**TO DO**
Please return, word for word, the stretch of lines from the one containing "Objective — one point per instance of the lily" through the last line below.

**DATA LISTING**

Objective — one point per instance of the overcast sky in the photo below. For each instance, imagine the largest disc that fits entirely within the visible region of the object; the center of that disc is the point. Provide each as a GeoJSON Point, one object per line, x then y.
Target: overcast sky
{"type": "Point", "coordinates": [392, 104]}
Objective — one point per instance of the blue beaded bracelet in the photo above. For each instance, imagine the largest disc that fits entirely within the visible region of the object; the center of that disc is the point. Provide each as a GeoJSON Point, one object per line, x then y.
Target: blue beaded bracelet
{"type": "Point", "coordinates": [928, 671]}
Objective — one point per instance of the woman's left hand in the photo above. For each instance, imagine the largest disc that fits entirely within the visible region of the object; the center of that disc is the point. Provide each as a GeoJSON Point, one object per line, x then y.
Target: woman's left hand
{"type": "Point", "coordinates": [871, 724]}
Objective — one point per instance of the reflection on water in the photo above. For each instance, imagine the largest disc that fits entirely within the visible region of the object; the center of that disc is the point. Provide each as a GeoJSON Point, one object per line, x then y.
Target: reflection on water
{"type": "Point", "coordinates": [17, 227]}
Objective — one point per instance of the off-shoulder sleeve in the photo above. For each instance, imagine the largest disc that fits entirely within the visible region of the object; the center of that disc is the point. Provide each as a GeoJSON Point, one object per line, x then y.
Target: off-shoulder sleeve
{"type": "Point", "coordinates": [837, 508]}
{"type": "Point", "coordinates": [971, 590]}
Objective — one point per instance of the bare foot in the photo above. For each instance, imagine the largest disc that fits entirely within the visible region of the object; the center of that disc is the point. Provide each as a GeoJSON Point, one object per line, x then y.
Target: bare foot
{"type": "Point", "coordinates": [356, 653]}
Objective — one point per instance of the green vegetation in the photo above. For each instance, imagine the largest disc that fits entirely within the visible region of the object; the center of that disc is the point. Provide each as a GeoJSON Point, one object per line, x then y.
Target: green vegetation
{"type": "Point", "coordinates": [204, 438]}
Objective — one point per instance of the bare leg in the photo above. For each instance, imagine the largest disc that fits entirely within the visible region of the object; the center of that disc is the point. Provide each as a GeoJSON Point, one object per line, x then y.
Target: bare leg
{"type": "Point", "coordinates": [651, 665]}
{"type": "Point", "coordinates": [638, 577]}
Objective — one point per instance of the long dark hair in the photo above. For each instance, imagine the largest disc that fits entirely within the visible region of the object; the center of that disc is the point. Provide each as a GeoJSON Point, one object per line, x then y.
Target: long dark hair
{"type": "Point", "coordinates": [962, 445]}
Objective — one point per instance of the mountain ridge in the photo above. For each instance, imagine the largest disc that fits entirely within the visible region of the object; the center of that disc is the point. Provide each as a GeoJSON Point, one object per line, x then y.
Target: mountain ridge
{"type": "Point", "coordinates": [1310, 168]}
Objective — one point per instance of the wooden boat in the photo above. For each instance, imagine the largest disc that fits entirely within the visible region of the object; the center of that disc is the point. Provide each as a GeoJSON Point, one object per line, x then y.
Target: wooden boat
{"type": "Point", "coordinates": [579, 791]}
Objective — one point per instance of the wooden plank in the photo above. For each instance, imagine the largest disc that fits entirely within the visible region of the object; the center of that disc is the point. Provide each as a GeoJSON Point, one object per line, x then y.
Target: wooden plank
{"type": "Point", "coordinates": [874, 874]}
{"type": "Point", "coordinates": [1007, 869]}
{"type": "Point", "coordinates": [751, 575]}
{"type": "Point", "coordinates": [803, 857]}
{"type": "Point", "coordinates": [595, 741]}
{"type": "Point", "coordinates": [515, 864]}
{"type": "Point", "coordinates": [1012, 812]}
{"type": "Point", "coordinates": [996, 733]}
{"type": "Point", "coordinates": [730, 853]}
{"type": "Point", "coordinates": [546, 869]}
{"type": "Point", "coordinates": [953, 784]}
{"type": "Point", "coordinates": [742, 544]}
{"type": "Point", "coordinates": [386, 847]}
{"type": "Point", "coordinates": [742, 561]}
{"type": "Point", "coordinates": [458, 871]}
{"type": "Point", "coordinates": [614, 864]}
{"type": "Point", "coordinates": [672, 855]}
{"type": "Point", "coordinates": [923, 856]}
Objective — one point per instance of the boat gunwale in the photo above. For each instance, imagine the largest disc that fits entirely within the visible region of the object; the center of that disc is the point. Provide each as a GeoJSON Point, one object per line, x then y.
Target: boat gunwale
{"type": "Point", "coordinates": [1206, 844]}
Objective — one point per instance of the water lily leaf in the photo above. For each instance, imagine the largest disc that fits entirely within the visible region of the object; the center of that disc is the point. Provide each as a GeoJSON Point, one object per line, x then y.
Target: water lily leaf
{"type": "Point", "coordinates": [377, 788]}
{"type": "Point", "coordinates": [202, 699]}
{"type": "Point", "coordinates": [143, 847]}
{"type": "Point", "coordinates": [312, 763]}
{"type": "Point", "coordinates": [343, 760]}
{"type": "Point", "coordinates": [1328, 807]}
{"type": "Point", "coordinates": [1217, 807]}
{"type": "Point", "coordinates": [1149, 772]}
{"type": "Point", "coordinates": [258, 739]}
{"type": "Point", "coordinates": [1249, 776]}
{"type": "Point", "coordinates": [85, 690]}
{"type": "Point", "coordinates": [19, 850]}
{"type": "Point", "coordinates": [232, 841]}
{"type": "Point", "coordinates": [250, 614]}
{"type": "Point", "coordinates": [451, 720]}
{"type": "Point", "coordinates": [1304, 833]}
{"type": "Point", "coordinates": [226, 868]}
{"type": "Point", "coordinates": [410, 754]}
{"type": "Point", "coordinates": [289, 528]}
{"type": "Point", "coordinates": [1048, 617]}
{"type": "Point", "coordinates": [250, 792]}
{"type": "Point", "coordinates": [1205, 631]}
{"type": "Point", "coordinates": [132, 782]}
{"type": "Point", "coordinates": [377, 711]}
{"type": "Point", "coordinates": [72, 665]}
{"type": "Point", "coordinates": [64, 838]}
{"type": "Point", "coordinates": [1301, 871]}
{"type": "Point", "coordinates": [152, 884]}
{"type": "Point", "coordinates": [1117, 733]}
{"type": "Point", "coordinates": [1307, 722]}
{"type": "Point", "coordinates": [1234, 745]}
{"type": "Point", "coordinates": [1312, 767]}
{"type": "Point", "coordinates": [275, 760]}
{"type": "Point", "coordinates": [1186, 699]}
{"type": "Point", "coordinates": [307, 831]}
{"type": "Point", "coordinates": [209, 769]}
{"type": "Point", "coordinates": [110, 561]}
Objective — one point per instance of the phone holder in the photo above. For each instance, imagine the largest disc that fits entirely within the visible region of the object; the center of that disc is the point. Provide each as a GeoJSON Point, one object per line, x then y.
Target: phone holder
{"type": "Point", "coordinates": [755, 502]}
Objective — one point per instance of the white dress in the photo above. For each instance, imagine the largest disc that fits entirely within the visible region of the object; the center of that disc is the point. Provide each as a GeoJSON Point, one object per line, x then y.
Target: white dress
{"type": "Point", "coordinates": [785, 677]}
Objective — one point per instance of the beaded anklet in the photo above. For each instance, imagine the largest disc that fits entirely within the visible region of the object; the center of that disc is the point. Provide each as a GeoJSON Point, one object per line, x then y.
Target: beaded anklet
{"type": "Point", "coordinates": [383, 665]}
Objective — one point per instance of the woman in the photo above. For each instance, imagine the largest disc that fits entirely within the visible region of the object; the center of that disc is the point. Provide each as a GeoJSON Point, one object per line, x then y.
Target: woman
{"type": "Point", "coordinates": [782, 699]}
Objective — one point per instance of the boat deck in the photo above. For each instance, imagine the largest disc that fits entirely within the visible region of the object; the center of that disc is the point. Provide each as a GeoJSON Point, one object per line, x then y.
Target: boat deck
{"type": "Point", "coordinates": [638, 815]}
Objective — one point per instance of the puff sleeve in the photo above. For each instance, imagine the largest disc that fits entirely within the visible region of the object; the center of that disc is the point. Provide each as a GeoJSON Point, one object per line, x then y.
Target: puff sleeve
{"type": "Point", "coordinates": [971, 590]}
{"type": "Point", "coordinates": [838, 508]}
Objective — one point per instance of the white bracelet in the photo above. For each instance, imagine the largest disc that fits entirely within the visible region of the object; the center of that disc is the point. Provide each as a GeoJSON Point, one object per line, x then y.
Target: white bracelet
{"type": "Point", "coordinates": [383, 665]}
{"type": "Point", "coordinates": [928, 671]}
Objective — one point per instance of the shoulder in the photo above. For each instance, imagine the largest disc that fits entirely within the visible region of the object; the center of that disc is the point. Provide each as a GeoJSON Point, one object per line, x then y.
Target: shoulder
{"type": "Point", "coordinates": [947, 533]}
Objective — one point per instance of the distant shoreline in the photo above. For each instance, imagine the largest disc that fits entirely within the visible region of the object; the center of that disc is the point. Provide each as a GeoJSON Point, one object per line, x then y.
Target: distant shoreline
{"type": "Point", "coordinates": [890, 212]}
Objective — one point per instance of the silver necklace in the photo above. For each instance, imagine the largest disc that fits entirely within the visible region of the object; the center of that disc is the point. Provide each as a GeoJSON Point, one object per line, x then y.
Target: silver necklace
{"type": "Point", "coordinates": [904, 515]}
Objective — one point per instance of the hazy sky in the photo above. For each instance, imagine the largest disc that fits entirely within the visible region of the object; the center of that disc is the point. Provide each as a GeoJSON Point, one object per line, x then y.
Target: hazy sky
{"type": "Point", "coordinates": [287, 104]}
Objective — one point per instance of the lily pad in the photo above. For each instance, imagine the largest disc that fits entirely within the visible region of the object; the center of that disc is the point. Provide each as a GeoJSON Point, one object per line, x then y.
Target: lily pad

**RESPONSE**
Objective — one point per instance of the lily pad in the photo above. For each instance, imagine the largest disc that fits entirely within the visible region of the object; the center of that disc is the point. Provide each as a GeoJSON Point, one object per line, x then y.
Target: lily pad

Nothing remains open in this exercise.